■ **Short task 1**
In the pressure cooker forum post below, what brand of pressure cooker did the writer receive last Christmas?
■ **Short task 2**
Extend the pressure cooker forum thread below, picking up right after its last line.

■ **Text passage**

--- begin ---

In the good old days, when I bought my pressure cooker, my mother managed to somehow did the same thing you did, tessa...we have to redo our whole kitchen. The incident taught her quite a few lessons but our pressure cooker at the time became the most used pot in the kitchen. I have learned how to manage them when I learned how to cook as one thing about me is that I never turn my back to go somewhere else while I am cooking. No matter where I have a home, I always have a pressure cooker in the kitchen.

Last Christmas I was given a NESCO. It has been a long time in between that I have a pressure cooker and all that I used to have are stove topped one. This one is different as it shuts off automatically at desired settings, so no way it will blow up on me...even if I turned my back and go to another room for a while. Since it also operates as a slow cooker, when I chose that option, I can leave it all day and do my gardening or go shopping and my house will still be the way I left it last...nowadays pressure cookers are safer than when I first started...


----------



## bettyr (Feb 18, 2007)

--- end ---

■ **Given entries**
--- begin ---

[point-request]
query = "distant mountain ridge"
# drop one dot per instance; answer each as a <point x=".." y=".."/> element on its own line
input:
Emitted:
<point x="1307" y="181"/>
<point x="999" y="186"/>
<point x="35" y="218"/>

--- end ---
--- begin ---

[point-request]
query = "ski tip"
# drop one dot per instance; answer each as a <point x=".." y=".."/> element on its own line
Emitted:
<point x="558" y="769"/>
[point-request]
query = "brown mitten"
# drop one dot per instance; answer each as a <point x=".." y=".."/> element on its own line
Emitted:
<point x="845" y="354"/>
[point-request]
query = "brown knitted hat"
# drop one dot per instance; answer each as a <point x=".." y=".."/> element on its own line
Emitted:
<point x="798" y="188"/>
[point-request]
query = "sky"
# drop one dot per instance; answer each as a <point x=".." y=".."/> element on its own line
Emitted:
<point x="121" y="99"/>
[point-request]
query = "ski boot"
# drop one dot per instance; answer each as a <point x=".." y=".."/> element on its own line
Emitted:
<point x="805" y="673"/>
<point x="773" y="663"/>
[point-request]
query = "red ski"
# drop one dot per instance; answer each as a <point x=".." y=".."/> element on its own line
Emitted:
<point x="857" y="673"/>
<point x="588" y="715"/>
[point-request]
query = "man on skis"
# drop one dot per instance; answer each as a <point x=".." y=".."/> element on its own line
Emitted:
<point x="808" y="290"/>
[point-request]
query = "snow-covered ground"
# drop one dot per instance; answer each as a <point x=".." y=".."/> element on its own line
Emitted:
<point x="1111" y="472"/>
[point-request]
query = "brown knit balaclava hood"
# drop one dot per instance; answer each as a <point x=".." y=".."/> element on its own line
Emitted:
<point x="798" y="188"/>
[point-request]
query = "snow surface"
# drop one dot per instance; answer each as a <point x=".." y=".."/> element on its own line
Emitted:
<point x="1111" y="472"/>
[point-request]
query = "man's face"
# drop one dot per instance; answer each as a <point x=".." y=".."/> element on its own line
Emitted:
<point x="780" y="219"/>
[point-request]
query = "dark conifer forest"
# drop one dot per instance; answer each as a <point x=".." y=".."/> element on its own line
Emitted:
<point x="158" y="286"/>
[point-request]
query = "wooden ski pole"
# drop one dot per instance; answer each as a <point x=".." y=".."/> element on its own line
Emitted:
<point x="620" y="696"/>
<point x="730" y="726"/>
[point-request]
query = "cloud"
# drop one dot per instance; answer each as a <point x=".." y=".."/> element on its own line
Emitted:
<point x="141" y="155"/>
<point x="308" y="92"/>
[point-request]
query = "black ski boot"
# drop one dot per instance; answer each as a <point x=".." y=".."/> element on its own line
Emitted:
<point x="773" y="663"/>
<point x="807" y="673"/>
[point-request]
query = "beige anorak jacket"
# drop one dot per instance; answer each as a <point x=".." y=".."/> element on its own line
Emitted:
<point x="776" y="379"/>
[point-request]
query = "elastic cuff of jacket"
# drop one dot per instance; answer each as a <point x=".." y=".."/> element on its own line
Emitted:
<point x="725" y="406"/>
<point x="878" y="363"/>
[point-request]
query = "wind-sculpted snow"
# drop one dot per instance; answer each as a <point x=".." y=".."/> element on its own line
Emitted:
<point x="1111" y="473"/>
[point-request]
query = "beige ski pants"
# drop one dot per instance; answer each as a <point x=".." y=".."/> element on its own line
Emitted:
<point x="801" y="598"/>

--- end ---

■ **Task result 1**
A NESCO.

■ **Task result 2**
When I was a child my mom blew a pot of beans up in a pressure cooker. I was playing in the kitchen when the pot started making weird noises. My mom came running into the kitchen and grabbed me up off the floor and stuffed herself and me behind the refrigerator just as the lid blew off the pot and a shower of hot beans blew out all over the kitchen. It really scarred me and I have never used one myself until just lately. 

We have been trying to improve our diet and have started buying grass fed beef from an organic farm near our home. The steaks, ground beef and tenderized pieces are outstanding!! But the roasts and some of the other less tender cuts really didn’t do anything for me until I cooked one in a pressure cooker. OMG the roast was so good I thought DH was going to lick his plate. 

I really love this little piece of crap cooker that I picked up for $15.00 but I really would like to have a bigger pot. I don’t need anything fancy just bigger.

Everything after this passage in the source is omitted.